> [原文抜粋]
━━━━━━━━━━━━━━━━━━━━
「お正月」の各種行事というのは、近年は諸外国からも正しく評価されつつある“カタチから入る”という日本の得意技が濃密に反映されているような気がして、昔はどちらかというとキライだった(ただしお年玉は例外だ)。
なんでかと考えるに、“カタチから入る”ためには、“カタチ”を身につける必要があり、そのための克己的な鍛錬や努力といったものが要請される。それをイコール“自分を殺すこと”と感じたり、学校の先生や政治家が“管理ツール”として上手く使ってるんじゃないか、と背伸びした勘ぐりをしてしまったりしたからだろう。
そうした浅薄な、本当はつらいことを避けたいだけの幼稚な思考にとって、気持ちのままに好き放題振る舞っているように見えるロック・ミュージシャンというのは崇拝の対象であると同時に、サボリの格好の言い訳としても機能してくれたというわけだ。感性のままに生きようじゃないか。
━━━━━━━━━━━━━━━━━━━━
> [作業目標]
- 1) お正月についての文章から、次の問いに答えてください。
(a) 筆者が昔お正月の行事をキライだったとき、例外としていたものは何ですか。
(b) “カタチ”を身につけるために要請されるものとして、何が挙げられていますか。
(c) ロック・ミュージシャンは、崇拝の対象であると同時に何として機能したと書かれていますか。
- 2) お正月についての文章を、最後の一文の後から書き継いでください。
このリストは、上のお正月についての文章とは関係がありません。

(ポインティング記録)
━━━━━━━━━━━━━━━━━━━━
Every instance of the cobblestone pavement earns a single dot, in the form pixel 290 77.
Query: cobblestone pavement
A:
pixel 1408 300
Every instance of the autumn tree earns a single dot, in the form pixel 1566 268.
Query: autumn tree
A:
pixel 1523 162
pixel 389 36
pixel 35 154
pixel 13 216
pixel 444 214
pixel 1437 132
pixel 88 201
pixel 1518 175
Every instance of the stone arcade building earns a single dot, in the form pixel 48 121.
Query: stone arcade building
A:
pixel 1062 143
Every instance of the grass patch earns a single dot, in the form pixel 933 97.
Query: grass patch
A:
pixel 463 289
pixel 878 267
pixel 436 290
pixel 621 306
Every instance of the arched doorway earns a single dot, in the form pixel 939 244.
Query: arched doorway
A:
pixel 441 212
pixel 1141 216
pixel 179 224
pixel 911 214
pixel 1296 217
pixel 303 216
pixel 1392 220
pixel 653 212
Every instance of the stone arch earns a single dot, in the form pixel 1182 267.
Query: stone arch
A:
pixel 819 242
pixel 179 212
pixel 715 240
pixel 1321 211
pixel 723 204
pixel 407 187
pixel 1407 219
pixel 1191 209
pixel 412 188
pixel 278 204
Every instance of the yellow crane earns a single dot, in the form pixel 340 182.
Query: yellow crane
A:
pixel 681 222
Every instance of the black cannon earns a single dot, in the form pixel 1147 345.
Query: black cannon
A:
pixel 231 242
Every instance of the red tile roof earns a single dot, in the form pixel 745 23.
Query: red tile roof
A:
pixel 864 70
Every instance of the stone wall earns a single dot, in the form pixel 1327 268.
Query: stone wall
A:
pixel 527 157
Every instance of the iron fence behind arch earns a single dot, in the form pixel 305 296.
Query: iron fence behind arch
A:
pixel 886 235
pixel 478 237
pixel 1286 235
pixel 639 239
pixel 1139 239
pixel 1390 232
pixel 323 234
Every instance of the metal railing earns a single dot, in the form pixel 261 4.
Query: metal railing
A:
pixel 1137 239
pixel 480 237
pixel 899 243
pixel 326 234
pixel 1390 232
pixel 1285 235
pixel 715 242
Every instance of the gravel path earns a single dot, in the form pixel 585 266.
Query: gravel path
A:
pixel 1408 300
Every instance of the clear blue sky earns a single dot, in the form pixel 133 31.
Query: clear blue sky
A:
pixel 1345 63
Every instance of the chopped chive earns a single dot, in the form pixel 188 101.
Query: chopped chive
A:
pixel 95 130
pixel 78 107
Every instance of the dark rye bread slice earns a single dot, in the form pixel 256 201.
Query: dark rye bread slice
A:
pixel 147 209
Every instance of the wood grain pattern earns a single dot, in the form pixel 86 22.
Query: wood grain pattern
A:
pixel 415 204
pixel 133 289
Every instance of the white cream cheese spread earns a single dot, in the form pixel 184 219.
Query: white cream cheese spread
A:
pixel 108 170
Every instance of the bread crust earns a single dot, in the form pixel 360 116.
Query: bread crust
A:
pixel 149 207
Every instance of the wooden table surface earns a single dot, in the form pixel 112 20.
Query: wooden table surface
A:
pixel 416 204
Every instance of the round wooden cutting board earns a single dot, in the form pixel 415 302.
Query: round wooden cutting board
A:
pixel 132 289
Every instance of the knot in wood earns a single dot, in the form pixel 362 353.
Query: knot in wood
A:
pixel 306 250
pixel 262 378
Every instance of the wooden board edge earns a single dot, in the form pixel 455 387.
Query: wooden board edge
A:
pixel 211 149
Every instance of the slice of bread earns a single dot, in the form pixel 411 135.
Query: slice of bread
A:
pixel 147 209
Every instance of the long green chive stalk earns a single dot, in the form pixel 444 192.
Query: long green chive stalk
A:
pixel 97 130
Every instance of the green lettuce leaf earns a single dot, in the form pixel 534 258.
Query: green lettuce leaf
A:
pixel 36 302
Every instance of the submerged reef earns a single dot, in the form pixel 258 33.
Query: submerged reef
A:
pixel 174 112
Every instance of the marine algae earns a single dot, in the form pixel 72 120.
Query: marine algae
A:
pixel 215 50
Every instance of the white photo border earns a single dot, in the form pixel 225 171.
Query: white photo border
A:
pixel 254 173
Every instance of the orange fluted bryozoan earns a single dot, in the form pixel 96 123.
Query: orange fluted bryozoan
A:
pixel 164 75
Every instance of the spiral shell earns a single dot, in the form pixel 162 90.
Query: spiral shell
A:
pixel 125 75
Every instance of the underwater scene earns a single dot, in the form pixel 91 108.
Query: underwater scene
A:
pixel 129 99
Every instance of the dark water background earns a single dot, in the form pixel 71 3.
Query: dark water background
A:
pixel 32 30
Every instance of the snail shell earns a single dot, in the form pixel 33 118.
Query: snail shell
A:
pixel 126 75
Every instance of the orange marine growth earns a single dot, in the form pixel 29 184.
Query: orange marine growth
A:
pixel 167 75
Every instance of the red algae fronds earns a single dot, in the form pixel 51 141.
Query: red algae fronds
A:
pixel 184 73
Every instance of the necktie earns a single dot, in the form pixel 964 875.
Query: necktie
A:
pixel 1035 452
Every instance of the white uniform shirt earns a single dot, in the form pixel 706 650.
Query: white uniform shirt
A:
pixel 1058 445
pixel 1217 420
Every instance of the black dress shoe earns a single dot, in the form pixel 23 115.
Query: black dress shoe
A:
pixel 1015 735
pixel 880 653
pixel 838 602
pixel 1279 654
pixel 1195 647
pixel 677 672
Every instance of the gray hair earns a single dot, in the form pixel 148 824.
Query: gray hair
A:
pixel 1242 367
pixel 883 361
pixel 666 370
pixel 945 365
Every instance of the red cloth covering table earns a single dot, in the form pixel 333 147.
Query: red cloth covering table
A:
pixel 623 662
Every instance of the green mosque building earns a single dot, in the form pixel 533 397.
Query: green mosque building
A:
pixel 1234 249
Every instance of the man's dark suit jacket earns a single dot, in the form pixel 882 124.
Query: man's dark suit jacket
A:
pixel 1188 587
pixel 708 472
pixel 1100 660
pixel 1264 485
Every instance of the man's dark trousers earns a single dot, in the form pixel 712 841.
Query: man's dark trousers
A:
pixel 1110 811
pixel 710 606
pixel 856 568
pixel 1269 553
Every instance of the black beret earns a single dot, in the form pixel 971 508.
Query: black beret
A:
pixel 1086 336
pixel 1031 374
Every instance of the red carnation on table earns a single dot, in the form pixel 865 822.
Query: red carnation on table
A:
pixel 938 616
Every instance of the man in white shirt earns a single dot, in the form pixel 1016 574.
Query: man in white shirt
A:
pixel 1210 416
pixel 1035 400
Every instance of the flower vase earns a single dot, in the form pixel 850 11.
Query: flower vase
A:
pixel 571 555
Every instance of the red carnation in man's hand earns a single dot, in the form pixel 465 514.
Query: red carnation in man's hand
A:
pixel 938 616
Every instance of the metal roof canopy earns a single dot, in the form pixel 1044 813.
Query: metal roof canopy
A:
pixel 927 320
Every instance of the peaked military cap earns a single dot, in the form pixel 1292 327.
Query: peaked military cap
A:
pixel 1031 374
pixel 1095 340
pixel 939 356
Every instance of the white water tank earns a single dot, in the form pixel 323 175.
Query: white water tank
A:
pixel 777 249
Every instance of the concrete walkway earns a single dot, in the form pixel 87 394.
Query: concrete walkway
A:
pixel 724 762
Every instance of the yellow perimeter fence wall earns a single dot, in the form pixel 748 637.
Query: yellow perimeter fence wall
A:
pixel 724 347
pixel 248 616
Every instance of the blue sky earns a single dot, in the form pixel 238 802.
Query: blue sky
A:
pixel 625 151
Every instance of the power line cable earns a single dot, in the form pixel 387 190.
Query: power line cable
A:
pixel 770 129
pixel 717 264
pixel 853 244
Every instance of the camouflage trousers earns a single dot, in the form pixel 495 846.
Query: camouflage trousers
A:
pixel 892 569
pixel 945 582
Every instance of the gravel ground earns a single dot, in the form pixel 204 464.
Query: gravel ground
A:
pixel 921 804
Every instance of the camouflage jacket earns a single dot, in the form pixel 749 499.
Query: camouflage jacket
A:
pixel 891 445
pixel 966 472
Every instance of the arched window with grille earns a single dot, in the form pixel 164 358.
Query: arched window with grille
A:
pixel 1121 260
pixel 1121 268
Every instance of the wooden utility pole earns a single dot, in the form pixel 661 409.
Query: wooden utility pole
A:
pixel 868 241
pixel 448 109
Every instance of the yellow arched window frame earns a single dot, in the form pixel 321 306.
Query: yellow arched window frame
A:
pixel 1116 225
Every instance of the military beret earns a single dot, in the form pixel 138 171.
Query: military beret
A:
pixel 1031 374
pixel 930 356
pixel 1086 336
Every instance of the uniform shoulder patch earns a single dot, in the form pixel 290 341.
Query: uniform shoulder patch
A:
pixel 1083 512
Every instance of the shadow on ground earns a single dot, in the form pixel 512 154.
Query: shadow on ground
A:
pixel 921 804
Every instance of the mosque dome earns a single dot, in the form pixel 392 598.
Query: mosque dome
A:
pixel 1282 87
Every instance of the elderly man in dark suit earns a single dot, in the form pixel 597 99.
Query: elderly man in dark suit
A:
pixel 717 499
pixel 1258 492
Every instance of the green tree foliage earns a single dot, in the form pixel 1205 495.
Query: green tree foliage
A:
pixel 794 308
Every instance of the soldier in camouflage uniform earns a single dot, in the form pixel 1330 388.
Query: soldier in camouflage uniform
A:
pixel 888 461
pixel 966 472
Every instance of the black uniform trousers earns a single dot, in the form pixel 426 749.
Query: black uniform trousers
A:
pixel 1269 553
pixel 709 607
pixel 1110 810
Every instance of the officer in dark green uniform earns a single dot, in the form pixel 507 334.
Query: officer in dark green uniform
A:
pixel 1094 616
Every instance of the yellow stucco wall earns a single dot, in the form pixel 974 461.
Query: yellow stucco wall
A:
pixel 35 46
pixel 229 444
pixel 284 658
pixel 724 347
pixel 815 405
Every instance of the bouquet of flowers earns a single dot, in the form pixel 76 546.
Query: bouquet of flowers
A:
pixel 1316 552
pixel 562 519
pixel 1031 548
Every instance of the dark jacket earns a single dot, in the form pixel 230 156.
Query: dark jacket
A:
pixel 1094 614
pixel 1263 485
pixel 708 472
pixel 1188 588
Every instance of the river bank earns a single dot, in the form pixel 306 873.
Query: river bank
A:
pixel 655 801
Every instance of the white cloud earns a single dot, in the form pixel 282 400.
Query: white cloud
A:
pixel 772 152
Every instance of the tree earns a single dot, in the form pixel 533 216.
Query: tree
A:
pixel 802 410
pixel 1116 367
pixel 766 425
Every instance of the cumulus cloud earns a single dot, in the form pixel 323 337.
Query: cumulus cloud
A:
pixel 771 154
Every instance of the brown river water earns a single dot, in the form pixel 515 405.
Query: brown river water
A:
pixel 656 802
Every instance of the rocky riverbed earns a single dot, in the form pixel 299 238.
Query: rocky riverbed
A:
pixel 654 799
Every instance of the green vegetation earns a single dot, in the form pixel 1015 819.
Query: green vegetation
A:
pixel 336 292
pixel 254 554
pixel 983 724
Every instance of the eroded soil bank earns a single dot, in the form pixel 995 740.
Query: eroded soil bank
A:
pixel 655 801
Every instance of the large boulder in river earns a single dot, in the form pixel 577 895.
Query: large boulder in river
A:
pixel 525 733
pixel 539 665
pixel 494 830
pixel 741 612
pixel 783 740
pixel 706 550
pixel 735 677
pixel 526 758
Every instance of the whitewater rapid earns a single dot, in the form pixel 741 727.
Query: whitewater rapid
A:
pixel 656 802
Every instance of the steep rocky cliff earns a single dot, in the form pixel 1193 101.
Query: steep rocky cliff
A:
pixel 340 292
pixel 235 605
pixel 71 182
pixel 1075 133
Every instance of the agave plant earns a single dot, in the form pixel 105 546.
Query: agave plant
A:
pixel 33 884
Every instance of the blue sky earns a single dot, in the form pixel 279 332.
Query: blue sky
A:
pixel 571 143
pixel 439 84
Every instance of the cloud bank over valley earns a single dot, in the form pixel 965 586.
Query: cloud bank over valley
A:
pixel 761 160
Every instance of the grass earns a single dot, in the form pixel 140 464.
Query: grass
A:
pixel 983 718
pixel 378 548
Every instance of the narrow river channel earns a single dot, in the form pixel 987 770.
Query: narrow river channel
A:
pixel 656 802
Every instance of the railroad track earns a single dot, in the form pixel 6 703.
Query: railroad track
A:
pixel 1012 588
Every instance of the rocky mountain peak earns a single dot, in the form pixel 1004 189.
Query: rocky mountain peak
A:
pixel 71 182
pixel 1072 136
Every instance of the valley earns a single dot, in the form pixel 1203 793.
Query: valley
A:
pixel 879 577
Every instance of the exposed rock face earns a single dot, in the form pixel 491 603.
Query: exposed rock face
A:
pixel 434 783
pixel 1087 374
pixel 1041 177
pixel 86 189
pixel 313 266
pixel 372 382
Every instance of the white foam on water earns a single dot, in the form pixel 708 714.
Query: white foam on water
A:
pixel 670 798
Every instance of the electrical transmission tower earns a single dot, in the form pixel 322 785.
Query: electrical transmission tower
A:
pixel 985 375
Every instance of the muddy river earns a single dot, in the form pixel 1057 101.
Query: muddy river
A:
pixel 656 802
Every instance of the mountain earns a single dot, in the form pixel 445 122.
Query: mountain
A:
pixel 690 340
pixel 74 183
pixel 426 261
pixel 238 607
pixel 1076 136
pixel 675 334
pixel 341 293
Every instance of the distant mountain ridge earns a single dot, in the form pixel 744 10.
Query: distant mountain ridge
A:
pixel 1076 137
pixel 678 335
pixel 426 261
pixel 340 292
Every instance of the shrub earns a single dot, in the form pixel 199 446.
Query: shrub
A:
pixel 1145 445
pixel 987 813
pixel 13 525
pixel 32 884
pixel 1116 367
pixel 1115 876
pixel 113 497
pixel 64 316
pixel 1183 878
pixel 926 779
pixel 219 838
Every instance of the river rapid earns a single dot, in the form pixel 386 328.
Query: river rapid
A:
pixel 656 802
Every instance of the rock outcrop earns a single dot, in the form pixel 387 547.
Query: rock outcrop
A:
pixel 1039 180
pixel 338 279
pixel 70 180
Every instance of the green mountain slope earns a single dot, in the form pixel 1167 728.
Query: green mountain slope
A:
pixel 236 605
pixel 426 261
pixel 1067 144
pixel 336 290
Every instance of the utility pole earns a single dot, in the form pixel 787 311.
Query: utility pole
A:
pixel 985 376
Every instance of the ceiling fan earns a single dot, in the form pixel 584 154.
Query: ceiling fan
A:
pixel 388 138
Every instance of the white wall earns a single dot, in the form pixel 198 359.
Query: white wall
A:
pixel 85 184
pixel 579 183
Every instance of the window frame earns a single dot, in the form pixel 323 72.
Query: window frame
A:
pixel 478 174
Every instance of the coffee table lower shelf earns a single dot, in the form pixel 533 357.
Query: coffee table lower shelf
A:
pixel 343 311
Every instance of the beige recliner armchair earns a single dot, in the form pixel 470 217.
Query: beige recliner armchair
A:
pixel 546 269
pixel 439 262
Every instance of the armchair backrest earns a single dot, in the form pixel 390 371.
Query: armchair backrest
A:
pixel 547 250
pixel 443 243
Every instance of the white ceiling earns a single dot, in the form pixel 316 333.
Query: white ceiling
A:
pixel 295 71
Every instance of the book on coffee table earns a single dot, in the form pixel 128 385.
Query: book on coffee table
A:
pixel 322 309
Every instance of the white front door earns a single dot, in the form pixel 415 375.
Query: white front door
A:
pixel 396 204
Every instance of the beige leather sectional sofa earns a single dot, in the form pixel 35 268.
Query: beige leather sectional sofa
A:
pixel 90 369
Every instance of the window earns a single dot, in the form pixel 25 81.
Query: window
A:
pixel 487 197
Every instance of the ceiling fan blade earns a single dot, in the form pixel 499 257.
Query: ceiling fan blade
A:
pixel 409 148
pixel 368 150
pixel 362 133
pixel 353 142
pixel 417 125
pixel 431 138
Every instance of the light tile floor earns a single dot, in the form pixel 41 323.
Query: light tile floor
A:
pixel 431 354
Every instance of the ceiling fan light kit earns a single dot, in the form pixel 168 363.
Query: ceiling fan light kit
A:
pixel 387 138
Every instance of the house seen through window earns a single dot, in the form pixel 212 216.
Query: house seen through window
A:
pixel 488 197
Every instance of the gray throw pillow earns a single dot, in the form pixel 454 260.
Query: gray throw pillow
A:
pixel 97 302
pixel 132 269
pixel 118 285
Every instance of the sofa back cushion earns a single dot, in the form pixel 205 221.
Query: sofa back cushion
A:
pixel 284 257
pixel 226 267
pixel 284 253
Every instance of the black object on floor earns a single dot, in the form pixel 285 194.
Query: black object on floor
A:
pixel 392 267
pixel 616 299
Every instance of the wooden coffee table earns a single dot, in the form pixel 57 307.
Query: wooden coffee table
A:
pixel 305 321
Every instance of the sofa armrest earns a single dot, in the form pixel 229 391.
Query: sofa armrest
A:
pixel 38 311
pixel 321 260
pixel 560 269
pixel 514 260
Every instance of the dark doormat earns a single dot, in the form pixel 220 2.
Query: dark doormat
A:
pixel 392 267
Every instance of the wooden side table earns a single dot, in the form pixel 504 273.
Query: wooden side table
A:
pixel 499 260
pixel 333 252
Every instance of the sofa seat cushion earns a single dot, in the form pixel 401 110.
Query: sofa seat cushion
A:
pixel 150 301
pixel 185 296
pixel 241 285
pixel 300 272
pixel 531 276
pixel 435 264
━━━━━━━━━━━━━━━━━━━━
> [課題ごとの結果]
- 1)
(a) お年玉
(b) 克己的な鍛錬や努力
(c) サボリの格好の言い訳

- 2)
そんな“感性”の代表格ととらえられがちなクラプトンだが、実はそのイメージは間違いだ。クリーム『フェアウェル・コンサート』のインタビューでは、かなりハードにブルース・ギターの基礎練習を積んだと語っているし、ロバート・ジョンソンのカバーDVDでの、完コピにトライするくだりにも感服する。
そうした修行の過程が如実に反映された名演が60年代クラプトンの希有のギター・インストゥルメンタル『Hideaway』だろう。前半でブルースのカタチをしっかりと踏襲し、終盤の追い込みでそこから自由に羽ばたく歓喜のフレーズを聴くことができる。
自分の人生を振り返ってみるに遅きに失した感もあるが、本当の自由に到達するためには、カタチを学ぶ、という努力がやはり必修過程ということなのだろう。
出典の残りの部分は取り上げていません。